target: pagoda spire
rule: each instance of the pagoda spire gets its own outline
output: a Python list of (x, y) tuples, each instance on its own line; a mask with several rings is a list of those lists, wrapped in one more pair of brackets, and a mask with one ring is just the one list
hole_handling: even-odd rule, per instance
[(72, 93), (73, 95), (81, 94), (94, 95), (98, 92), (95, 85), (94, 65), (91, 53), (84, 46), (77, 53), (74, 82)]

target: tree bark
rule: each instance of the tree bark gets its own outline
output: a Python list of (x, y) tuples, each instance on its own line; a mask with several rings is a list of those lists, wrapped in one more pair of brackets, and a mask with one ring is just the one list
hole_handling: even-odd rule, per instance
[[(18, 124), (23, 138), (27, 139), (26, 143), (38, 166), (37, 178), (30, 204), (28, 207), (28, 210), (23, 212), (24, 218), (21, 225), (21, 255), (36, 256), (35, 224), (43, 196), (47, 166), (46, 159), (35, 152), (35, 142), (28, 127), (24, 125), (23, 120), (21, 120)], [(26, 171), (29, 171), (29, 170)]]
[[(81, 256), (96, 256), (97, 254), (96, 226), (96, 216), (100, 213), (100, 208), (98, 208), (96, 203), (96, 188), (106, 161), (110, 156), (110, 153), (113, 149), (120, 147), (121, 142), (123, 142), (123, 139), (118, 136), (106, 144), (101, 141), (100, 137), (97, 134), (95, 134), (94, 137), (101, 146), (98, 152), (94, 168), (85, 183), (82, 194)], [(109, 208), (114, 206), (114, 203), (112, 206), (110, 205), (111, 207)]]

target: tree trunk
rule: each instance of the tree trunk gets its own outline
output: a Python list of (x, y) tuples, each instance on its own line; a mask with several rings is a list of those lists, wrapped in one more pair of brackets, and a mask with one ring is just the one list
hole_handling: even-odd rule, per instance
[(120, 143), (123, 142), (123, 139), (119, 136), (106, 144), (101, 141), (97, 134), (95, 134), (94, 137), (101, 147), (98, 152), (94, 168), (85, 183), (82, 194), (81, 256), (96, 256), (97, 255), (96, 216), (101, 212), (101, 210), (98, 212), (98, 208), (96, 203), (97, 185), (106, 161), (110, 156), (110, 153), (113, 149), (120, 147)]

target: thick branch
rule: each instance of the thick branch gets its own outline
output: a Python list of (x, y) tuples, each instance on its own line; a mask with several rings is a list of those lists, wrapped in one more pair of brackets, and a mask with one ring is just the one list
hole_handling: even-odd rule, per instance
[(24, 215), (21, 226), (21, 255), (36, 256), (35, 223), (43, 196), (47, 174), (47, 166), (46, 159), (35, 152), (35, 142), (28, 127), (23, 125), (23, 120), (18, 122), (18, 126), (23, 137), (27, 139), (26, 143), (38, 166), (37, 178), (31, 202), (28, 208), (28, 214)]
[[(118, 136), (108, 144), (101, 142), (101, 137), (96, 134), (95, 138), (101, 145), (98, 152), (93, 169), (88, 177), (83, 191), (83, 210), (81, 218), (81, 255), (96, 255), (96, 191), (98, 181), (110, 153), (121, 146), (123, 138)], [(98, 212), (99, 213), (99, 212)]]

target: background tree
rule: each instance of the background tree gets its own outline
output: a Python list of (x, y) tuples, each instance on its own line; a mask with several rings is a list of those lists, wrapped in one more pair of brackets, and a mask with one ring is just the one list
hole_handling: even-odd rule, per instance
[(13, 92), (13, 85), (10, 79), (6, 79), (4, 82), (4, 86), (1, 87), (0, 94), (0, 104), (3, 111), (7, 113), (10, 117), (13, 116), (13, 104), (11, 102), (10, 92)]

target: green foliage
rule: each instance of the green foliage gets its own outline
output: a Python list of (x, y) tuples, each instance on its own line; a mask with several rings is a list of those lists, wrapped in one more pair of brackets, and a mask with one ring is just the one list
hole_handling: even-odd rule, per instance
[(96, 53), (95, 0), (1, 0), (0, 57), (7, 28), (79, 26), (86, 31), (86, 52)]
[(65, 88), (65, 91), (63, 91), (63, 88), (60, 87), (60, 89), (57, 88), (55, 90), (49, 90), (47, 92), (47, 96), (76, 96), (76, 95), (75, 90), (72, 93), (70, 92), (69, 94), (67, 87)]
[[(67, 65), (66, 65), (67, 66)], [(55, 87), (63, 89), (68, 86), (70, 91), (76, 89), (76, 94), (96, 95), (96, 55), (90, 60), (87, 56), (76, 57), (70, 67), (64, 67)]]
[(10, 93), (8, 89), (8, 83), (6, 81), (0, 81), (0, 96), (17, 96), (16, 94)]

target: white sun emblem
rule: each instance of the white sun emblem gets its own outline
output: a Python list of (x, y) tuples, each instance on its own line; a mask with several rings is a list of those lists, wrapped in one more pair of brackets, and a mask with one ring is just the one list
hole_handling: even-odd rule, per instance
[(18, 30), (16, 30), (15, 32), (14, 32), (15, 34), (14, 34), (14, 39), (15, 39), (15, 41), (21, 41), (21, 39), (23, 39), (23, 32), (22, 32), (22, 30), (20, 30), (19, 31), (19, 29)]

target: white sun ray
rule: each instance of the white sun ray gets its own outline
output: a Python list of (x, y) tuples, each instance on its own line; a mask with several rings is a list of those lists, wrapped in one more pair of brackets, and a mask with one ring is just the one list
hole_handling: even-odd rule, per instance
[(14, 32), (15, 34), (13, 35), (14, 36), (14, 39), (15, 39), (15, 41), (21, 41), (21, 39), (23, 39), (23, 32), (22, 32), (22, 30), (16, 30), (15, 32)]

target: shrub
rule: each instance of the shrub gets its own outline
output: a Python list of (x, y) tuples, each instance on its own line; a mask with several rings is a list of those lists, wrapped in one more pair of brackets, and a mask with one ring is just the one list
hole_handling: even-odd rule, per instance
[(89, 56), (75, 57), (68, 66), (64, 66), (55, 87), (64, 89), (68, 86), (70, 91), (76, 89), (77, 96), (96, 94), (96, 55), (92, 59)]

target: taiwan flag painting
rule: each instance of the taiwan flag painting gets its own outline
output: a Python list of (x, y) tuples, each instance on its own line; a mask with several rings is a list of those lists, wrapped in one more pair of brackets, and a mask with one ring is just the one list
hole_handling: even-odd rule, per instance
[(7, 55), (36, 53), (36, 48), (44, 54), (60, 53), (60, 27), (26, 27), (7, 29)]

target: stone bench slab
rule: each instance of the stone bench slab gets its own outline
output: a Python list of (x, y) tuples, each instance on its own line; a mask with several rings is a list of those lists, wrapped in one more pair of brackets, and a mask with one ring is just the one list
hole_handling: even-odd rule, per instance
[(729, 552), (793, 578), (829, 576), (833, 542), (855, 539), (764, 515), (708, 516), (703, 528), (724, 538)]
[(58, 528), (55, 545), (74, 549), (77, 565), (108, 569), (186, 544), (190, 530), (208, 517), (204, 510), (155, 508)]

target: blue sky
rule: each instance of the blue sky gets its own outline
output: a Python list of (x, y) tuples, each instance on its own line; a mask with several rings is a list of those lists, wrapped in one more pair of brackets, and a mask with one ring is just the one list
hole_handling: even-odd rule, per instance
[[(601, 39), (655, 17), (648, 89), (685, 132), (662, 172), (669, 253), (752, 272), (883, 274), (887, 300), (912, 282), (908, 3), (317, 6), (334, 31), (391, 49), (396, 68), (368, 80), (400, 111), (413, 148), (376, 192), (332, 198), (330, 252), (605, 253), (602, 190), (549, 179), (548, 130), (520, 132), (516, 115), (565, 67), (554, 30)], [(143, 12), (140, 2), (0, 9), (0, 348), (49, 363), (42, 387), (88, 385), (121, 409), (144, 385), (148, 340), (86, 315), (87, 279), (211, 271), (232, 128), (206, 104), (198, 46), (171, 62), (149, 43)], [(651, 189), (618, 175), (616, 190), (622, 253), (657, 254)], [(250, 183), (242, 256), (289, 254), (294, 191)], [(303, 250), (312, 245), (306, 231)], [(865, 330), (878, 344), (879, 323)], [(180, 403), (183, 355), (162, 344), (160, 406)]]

* * *

Pick out every line of the entries that contains the word "background", copying each such line in full. Case counts.

RESPONSE TO THE TASK >>
target: background tree
rule: each instance of the background tree gets its own outline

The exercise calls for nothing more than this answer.